[Tareas]:
a) ¿Puedes resumir en menos palabras el párrafo del extracto que empieza con "Ante todo, estas breves palabras", conservando sus datos principales?
b) ¿Puedes volver a escribir el fragmento del extracto que empieza en "Como se podría" y termina en "fuera una intelectual).", cambiando el nombre "Fanny" por "Epifanía"?

[Extracto de la página]:
****************

Por Mariano Dubin |​ Foto: Rafael Calviño

Ante todo, estas breves palabras no son más que una vindicación de Epifanía Uveda, la mucama de Jorge Luis Borges por más de tres décadas. Más conocida como “Fanny”. Fuera de todo pintoresquismo, su figura ha sido central en Borges. No sólo porque el trabajo intelectual -como todo trabajo- excede lo estrictamente individual -es decir, es la culminación de la acción colectiva- sino porque la influencia de Fanny no se reduce a lo material. Involucra, sobre todo, a la propia escritura de Borges.

Como se podría hablar de los usos e influencias de Schopenhauer, Kafka y Sarmiento, podríamos hablar de la influencia de Fanny -más en una literatura donde se multiplican las voces criollas en relatos enmarcados-. Al menos que pensemos que las ideas son cuestión de los “grandes hombres” y las mujeres, empleadas domésticas, son un apéndice para resolver sus evacuaciones materiales. (Lo decimos, sin embargo, sin confundir los niveles de influencia y alcance: nadie está diciendo que Fanny fuera una intelectual).

La de Fanny es, sin duda, una influencia menos evidente: ha sido construida en la oralidad, en la cocina, en los comentarios casuales de las caminatas por la ciudad. En diálogos, chistes, narraciones. Pero existe una documentación concreta, en efecto, la obra de Jorge Luis Borges.

****************

[Información mostrada]:
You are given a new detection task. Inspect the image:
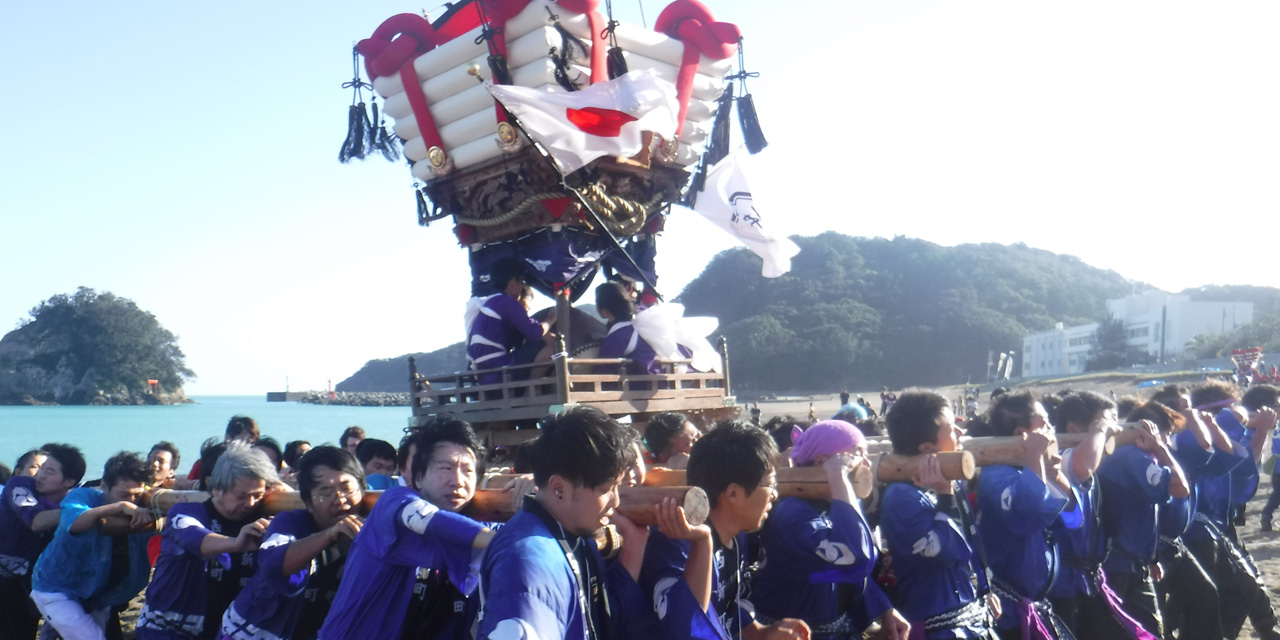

****************

[Respuestas en orden]:
a) El texto reivindica a Epifanía Uveda, conocida como "Fanny", mucama de Jorge Luis Borges durante más de tres décadas. Su figura fue central para Borges, porque el trabajo intelectual es fruto de la acción colectiva y porque su influencia no se limitó a lo material, sino que alcanzó la propia escritura del autor.

b)
Como se podría hablar de los usos e influencias de Schopenhauer, Kafka y Sarmiento, podríamos hablar de la influencia de Epifanía -más en una literatura donde se multiplican las voces criollas en relatos enmarcados-. Al menos que pensemos que las ideas son cuestión de los “grandes hombres” y las mujeres, empleadas domésticas, son un apéndice para resolver sus evacuaciones materiales. (Lo decimos, sin embargo, sin confundir los niveles de influencia y alcance: nadie está diciendo que Epifanía fuera una intelectual).